→ Goal
Please show every line of the records below that contains the string "structure".

→ Data for processing
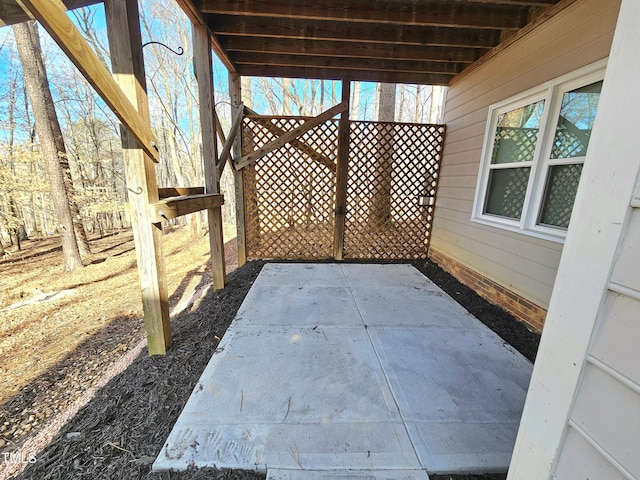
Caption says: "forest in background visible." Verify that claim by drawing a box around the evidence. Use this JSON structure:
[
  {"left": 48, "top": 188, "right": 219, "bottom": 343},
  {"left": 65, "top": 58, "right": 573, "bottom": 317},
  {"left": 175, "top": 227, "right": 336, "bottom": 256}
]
[{"left": 0, "top": 0, "right": 443, "bottom": 262}]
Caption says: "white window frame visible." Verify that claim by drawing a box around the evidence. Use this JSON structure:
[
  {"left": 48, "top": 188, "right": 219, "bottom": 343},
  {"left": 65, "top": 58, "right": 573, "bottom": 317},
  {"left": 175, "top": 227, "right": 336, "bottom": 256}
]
[{"left": 471, "top": 59, "right": 607, "bottom": 243}]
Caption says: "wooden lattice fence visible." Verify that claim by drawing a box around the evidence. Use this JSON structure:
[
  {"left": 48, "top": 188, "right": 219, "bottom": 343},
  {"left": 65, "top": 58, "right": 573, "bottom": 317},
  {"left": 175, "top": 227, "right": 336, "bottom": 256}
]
[
  {"left": 344, "top": 122, "right": 444, "bottom": 259},
  {"left": 242, "top": 115, "right": 444, "bottom": 259},
  {"left": 242, "top": 116, "right": 338, "bottom": 258}
]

→ Output
Caption says: "forest in background visible." Verify that claim by drawing a box around the evidence. Use this JSON structure:
Caption says: "white window frame visible." Verify that claim by drawing a box around the evidence. Use this JSON structure:
Caption says: "wooden lattice fence visible." Verify that claim by drawing a box around the evidence. Use this JSON structure:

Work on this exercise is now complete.